■ EXERCISE PROMPT
Lines before the one containing "Query: window frame" are left out; return that line and every line after it exactly, through the end of the data below.

■ Entries taken from a collection
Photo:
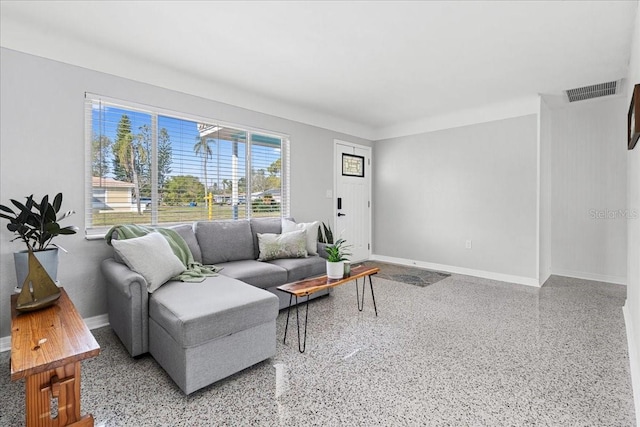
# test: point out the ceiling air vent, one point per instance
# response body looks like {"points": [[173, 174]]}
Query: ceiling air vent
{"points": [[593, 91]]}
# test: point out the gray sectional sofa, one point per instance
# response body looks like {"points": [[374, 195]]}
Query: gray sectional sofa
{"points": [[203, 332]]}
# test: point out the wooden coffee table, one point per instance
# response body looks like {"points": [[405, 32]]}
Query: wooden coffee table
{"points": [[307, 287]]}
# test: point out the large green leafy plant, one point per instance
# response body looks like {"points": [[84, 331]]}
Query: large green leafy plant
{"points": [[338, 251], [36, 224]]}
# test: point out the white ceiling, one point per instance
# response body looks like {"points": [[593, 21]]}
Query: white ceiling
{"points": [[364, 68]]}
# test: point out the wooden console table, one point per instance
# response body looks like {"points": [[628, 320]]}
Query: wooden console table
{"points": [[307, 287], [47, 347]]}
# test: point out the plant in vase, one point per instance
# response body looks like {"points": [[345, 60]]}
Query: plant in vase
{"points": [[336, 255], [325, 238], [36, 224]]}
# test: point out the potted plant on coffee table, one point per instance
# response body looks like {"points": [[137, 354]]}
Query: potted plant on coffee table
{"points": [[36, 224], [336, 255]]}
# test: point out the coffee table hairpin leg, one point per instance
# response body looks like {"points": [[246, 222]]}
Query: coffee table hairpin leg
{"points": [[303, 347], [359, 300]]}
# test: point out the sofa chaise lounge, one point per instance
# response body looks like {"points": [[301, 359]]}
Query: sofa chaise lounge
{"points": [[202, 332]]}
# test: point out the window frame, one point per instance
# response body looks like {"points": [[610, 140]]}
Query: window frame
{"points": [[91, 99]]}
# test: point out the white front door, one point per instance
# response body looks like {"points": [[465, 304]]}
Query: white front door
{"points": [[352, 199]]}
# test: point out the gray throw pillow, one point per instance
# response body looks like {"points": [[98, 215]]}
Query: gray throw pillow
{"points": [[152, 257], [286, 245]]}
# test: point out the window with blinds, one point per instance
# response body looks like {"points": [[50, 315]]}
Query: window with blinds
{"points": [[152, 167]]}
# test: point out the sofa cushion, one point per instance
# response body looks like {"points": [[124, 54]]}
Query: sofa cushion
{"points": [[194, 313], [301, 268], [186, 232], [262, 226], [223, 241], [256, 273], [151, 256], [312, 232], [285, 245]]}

■ RESULT OF THE EXERCISE
Query: window frame
{"points": [[91, 99]]}
# test: point out the white front door, one point per instance
# response body looks like {"points": [[465, 304]]}
Query: white front door
{"points": [[352, 199]]}
# test: point out the gray throw pillow, one point per instance
# response body looks like {"points": [[98, 215]]}
Query: gray throw pillow
{"points": [[152, 257], [286, 245]]}
# test: point out the window with blinds, one point per instance
# response body looks like {"points": [[50, 315]]}
Query: window with blinds
{"points": [[152, 167]]}
# test: point out the sofa cushion, one point per instance
# response body looks like {"points": [[124, 54]]}
Query: sofa cushion
{"points": [[194, 313], [301, 268], [186, 232], [262, 226], [223, 241], [256, 273], [151, 256], [312, 232], [285, 245]]}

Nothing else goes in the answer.